Convert everything from the line containing "Indicate the navy" down to the end of the records below into a JSON list of strings, with one string per line and blank lines left out.

--- DATA PROVIDED ---

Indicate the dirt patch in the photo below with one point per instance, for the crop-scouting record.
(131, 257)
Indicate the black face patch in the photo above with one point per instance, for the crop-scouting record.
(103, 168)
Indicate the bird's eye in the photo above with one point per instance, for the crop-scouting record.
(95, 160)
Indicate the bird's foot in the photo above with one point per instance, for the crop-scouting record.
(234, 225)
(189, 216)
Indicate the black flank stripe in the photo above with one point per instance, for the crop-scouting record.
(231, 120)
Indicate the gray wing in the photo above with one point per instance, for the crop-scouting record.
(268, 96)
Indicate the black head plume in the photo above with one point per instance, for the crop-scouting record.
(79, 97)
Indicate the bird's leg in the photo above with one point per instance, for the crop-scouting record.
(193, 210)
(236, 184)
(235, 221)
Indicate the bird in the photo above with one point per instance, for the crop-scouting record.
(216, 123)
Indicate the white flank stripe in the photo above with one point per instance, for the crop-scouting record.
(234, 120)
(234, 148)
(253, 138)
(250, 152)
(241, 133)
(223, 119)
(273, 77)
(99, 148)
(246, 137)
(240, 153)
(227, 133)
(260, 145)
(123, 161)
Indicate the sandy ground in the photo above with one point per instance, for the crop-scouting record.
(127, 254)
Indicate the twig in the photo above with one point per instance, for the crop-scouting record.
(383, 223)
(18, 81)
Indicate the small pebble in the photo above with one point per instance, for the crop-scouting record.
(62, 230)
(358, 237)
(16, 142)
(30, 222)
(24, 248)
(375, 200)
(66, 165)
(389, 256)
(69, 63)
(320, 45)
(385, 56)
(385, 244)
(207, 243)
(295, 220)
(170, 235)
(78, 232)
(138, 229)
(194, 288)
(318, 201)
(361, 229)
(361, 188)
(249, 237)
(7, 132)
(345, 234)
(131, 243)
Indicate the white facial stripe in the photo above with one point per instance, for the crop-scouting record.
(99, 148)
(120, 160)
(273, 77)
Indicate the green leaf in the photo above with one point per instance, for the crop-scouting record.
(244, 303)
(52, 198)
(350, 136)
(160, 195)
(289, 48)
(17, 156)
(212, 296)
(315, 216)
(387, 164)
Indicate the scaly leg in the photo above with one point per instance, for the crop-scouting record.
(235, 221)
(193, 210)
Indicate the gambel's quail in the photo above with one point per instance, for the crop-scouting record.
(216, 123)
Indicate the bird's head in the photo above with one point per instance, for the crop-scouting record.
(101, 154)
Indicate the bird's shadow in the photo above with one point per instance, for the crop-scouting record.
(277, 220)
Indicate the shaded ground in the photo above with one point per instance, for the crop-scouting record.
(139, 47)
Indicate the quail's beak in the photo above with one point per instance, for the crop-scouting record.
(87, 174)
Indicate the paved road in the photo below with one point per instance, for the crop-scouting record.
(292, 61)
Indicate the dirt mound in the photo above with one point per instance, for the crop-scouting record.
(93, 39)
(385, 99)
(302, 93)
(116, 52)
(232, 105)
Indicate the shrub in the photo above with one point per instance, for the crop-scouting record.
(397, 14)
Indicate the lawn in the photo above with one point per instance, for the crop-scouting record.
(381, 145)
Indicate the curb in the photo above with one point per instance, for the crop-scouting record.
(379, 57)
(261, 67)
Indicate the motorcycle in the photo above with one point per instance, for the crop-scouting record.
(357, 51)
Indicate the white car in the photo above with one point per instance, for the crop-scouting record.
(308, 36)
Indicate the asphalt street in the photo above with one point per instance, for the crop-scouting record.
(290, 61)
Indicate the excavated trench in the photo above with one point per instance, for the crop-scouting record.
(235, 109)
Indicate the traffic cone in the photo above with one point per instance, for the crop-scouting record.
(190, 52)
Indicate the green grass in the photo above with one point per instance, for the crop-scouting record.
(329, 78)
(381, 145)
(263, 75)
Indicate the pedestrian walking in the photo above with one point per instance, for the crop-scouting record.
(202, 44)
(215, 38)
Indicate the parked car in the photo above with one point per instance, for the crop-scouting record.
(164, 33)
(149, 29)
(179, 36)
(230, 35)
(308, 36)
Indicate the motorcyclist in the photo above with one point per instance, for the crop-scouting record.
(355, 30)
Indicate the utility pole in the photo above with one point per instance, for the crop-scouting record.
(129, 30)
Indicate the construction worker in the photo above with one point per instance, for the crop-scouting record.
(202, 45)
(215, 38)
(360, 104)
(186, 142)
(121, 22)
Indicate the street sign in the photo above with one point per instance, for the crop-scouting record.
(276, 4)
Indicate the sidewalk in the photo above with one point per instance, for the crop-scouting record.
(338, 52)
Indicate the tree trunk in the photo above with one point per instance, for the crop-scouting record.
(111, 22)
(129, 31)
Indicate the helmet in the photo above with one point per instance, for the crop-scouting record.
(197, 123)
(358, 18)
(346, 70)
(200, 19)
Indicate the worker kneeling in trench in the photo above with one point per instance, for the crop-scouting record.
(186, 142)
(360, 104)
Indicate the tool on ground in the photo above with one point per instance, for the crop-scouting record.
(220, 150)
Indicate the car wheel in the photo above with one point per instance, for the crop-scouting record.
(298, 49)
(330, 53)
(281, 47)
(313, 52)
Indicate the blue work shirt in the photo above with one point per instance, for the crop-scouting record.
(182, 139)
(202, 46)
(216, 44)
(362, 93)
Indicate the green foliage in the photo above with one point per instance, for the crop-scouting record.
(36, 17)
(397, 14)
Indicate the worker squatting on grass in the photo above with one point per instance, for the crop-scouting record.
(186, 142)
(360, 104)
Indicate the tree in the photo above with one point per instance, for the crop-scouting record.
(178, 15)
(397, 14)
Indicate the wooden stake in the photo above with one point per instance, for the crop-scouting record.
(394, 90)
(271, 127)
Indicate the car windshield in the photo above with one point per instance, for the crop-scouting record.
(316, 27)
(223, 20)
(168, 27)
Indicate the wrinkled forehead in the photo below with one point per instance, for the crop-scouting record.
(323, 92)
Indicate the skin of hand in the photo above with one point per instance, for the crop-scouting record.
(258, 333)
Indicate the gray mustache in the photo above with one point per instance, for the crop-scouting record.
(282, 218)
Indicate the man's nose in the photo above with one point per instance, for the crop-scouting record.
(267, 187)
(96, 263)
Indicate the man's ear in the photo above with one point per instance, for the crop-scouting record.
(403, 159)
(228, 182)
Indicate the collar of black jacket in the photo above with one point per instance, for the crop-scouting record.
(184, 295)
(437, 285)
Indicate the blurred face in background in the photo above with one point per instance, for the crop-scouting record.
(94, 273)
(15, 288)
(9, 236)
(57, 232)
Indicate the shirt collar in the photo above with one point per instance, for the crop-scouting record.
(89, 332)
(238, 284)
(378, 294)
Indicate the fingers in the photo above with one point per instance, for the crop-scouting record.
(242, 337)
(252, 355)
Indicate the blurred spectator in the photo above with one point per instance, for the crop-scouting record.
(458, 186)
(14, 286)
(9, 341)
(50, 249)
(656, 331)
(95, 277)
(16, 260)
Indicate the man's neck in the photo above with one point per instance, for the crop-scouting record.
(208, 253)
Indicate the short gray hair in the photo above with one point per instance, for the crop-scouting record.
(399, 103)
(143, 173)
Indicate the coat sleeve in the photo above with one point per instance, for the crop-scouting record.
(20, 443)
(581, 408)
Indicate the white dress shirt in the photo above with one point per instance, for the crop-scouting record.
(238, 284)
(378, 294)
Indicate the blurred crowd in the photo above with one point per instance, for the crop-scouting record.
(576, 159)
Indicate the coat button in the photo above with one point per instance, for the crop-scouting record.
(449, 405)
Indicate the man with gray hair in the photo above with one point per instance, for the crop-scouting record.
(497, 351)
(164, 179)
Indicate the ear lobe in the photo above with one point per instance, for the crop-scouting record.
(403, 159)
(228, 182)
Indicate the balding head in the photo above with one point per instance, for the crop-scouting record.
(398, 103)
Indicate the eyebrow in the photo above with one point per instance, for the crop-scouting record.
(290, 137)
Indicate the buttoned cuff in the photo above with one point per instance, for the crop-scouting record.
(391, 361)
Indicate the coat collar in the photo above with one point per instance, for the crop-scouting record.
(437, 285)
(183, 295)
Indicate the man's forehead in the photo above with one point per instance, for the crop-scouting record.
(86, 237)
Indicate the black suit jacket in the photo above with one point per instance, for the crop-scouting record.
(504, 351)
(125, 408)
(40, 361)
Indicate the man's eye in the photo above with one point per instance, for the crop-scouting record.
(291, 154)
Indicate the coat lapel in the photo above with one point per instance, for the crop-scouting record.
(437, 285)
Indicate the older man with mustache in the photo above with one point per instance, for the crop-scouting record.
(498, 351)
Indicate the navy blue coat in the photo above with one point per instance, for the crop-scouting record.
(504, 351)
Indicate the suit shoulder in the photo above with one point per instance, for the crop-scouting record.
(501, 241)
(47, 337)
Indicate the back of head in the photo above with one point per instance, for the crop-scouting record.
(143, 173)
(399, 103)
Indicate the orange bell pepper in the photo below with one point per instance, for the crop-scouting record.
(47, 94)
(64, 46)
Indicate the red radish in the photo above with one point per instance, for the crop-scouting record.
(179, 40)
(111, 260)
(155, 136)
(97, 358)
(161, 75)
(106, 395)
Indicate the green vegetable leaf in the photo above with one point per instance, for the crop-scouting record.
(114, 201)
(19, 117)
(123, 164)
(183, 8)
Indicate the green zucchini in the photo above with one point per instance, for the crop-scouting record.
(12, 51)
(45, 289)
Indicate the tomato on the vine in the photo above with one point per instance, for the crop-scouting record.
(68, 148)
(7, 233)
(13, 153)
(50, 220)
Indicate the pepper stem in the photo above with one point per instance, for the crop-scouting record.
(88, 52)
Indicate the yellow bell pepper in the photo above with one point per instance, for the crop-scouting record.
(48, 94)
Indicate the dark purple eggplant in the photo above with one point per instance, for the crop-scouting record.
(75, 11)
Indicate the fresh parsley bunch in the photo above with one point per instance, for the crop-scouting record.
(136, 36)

---

### OUTPUT BELOW
[
  "Indicate the navy blue coat in the photo above with one point per instance, for the crop-scouting record.",
  "(504, 351)",
  "Indicate the suit shoulder in the photo above with one point per instance, for the crop-scouting record.",
  "(501, 241)",
  "(47, 337)",
  "Indicate the back of head in the photo above with one point per instance, for the crop-scouting record.",
  "(143, 173)",
  "(399, 103)",
  "Indicate the orange bell pepper in the photo below with one point per instance, for the crop-scouting record.",
  "(47, 94)",
  "(64, 46)",
  "Indicate the red radish in the photo above with one point per instance, for the crop-scouting record.",
  "(179, 40)",
  "(111, 260)",
  "(155, 136)",
  "(97, 358)",
  "(161, 75)",
  "(106, 395)",
  "Indicate the green vegetable leaf in the photo above with one point per instance, for the crop-scouting record.",
  "(114, 201)",
  "(19, 117)",
  "(123, 164)",
  "(183, 8)",
  "Indicate the green zucchini in the photo above with one point per instance, for the crop-scouting record.",
  "(12, 51)",
  "(45, 289)",
  "Indicate the tomato on the vine in the photo above with one point per instance, for the crop-scouting record.",
  "(68, 148)",
  "(7, 233)",
  "(13, 153)",
  "(50, 220)",
  "Indicate the pepper stem in the photo above with one point per instance, for the crop-scouting record.",
  "(88, 52)",
  "Indicate the yellow bell pepper in the photo above with one point per instance, for the crop-scouting record.",
  "(48, 94)",
  "Indicate the dark purple eggplant in the photo above with one point per instance, for the crop-scouting record.",
  "(75, 11)",
  "Indicate the fresh parsley bunch in the photo above with one point per instance, for the crop-scouting record.",
  "(136, 36)"
]